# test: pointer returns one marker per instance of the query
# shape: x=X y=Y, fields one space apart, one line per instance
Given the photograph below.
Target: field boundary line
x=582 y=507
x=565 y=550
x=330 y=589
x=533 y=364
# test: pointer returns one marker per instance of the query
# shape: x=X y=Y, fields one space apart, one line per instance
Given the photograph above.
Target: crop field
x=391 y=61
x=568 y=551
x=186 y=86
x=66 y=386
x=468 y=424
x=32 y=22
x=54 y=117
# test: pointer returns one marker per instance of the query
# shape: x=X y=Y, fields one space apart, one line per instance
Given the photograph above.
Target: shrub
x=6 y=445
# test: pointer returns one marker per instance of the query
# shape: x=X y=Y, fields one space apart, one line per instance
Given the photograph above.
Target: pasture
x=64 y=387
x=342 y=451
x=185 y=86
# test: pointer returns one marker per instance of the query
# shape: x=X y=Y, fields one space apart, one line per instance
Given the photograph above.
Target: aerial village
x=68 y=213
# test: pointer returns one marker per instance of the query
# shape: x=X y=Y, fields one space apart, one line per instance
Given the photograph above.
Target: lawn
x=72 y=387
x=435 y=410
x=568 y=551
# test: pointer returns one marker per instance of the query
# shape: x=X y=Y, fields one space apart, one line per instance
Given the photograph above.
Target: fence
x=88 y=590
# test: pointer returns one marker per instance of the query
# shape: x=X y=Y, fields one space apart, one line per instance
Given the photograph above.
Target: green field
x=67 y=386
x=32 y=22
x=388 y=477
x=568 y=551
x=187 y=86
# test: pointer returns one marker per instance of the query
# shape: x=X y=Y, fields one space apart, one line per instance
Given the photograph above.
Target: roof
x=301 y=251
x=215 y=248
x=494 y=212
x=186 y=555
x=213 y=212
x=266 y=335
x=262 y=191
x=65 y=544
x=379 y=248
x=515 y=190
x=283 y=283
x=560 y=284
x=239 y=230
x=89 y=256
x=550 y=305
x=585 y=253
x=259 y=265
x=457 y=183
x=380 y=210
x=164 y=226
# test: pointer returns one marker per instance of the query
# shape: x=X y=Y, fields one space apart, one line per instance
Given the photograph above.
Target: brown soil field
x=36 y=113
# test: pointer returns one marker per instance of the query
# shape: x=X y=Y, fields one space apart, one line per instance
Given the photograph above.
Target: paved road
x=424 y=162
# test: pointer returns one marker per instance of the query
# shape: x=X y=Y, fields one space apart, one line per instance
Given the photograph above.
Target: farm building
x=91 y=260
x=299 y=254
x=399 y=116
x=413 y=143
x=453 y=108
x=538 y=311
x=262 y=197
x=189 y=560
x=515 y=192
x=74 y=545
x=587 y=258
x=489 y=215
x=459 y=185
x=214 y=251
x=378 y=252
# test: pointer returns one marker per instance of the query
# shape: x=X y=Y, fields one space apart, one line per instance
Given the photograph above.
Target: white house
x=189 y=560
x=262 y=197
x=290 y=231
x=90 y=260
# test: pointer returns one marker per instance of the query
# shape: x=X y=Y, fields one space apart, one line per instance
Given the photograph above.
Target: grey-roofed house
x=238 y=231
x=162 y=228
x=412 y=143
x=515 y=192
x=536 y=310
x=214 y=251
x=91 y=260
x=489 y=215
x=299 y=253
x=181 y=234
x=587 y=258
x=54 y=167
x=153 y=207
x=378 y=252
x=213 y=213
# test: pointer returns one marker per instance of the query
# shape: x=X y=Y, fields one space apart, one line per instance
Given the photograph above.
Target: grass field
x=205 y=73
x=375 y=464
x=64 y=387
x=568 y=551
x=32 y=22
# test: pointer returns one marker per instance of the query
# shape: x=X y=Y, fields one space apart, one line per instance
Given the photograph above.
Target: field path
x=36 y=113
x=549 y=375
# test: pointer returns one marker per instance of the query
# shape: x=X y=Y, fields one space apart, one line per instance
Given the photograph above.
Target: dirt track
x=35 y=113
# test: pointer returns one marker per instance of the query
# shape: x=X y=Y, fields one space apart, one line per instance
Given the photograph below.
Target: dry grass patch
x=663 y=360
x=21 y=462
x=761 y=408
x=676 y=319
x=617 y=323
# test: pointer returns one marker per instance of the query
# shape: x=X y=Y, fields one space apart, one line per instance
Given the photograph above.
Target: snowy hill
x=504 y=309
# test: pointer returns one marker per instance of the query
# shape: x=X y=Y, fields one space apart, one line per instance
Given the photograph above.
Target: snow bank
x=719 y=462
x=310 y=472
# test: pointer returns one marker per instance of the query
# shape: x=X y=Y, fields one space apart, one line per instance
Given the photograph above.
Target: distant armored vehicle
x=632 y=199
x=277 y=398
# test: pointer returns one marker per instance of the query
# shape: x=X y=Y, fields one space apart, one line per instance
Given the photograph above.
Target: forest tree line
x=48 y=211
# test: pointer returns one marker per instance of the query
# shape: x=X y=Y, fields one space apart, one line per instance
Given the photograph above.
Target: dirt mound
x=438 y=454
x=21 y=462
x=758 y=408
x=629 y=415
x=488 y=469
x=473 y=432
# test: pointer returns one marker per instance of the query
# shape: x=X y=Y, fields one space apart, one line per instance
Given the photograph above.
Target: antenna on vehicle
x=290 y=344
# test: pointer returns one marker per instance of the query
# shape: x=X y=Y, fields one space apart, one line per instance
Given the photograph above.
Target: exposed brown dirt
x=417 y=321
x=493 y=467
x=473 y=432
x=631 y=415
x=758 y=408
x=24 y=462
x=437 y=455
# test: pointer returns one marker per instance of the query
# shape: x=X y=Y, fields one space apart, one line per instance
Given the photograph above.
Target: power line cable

══════════════════════════════

DIRECTIONS
Exactly as they stand, repeat all the records.

TASK SOLUTION
# test: pointer returns one marker per instance of the query
# shape: x=X y=Y, fields one space apart, one line per instance
Given the photograph below.
Target: field boundary line
x=582 y=507
x=565 y=550
x=330 y=589
x=533 y=364
# test: pointer returns one marker per instance of the query
# shape: x=X y=Y, fields one space apart, one line per instance
Given the photograph above.
Target: crop field
x=391 y=61
x=568 y=551
x=186 y=86
x=66 y=386
x=468 y=424
x=32 y=22
x=54 y=117
# test: pointer returns one marker per instance of the query
# shape: x=X y=Y, fields one space apart, one line per instance
Given the photograph above.
Target: shrub
x=6 y=445
# test: pointer returns one marker per instance of the query
# shape: x=X y=Y, fields one space apart, one line per instance
Given the photograph above.
Target: pasture
x=64 y=387
x=342 y=451
x=185 y=86
# test: pointer returns one marker per instance of the query
# shape: x=X y=Y, fields one space apart, one line per instance
Given the photograph above.
Target: aerial village
x=68 y=213
# test: pointer returns one marker per instance of the query
# shape: x=X y=Y, fields one space apart, one line per instance
Given the photograph above.
Target: lawn
x=72 y=387
x=435 y=410
x=568 y=551
# test: pointer returns one marker per instance of the query
# shape: x=X y=Y, fields one space apart, one line per instance
Given the photograph above.
Target: fence
x=88 y=590
# test: pointer returns one marker per instance of the query
# shape: x=X y=Y, fields one space apart, one line per instance
Given the photograph above.
Target: green field
x=67 y=386
x=32 y=22
x=388 y=477
x=568 y=551
x=187 y=86
# test: pointer returns one marker per instance of the query
# shape: x=X y=Y, fields one space apart, one line per instance
Given the photograph above.
Target: roof
x=301 y=251
x=215 y=248
x=494 y=212
x=186 y=555
x=213 y=212
x=266 y=335
x=262 y=191
x=65 y=544
x=379 y=248
x=515 y=190
x=283 y=283
x=560 y=284
x=239 y=230
x=89 y=256
x=550 y=305
x=585 y=253
x=259 y=265
x=457 y=183
x=380 y=210
x=164 y=226
# test: pointer returns one marker per instance of the query
# shape: x=X y=Y, fields one space apart, one line per instance
Given the photograph above.
Target: brown soil field
x=36 y=113
# test: pointer returns one marker per instance of the query
# shape: x=X y=Y, fields one space apart, one line per instance
Given the photograph above.
Target: paved road
x=424 y=162
# test: pointer returns one marker per instance of the query
# shape: x=X y=Y, fields one space apart, one line per instance
Given the photograph above.
Target: farm building
x=91 y=260
x=299 y=254
x=399 y=116
x=413 y=143
x=453 y=108
x=538 y=311
x=262 y=197
x=189 y=560
x=515 y=192
x=74 y=545
x=587 y=258
x=489 y=215
x=459 y=185
x=214 y=251
x=378 y=252
# test: pointer returns one marker per instance of the query
# shape: x=X y=Y, fields one space apart, one line per instance
Given the photograph above.
Target: white house
x=189 y=560
x=262 y=197
x=290 y=231
x=90 y=260
# test: pointer returns one marker per instance of the query
# shape: x=X y=Y, fields one space apart, one line per instance
Given the photograph above.
Target: grey-roofed house
x=238 y=231
x=162 y=228
x=412 y=143
x=515 y=192
x=536 y=310
x=214 y=251
x=91 y=260
x=489 y=215
x=299 y=253
x=181 y=234
x=587 y=258
x=54 y=167
x=153 y=207
x=378 y=252
x=213 y=213
# test: pointer returns one marker per instance of the query
# shape: x=X y=Y, fields one space apart, one line per instance
Given the photograph above.
Target: grass field
x=205 y=73
x=375 y=464
x=64 y=387
x=568 y=551
x=32 y=22
# test: pointer returns one marker per instance of the query
# shape: x=X y=Y, fields one space apart, one line per instance
Given the photograph above.
Target: field path
x=36 y=113
x=549 y=375
# test: pointer returns one marker per instance of the query
# shape: x=X y=Y, fields one space apart, one line per instance
Given the photograph above.
Target: dirt track
x=35 y=113
# test: pointer returns one marker per instance of the query
# shape: x=X y=Y, fields one space apart, one line per instance
Given the photograph below.
Target: dry grass patch
x=663 y=360
x=21 y=462
x=761 y=408
x=676 y=319
x=617 y=323
# test: pointer returns one marker per instance of the query
# shape: x=X y=Y, fields one space apart, one line per instance
Given the photograph above.
Target: snowy hill
x=504 y=309
# test: pointer returns one marker per instance of the query
# shape: x=X y=Y, fields one space apart, one line per instance
Given the photograph above.
Target: snow bank
x=719 y=462
x=310 y=472
# test: pointer returns one marker per instance of the query
# shape: x=X y=Y, fields one space apart, one line per instance
Given the photograph above.
Target: distant armored vehicle
x=632 y=199
x=277 y=398
# test: pointer returns one marker per instance of the query
# shape: x=X y=Y, fields one space apart, one line per instance
Given the photograph above.
Target: forest tree line
x=48 y=211
# test: pointer returns one marker per instance of the query
# shape: x=X y=Y, fields one space apart, one line per instance
Given the photograph above.
Target: dirt mound
x=438 y=454
x=21 y=462
x=758 y=408
x=629 y=415
x=488 y=469
x=473 y=432
# test: pointer returns one marker per instance of the query
# shape: x=X y=Y, fields one space apart, one line per instance
Given the photograph above.
Target: antenna on vehicle
x=290 y=344
# test: pointer returns one marker per instance of the query
# shape: x=X y=Y, fields one space apart, one line per instance
Given the photograph above.
Target: exposed brown dirt
x=417 y=321
x=493 y=467
x=473 y=432
x=631 y=415
x=758 y=408
x=24 y=462
x=437 y=455
# test: pointer returns one marker per instance of the query
# shape: x=X y=Y, fields one space apart, one line per instance
Given the photograph above.
Target: power line cable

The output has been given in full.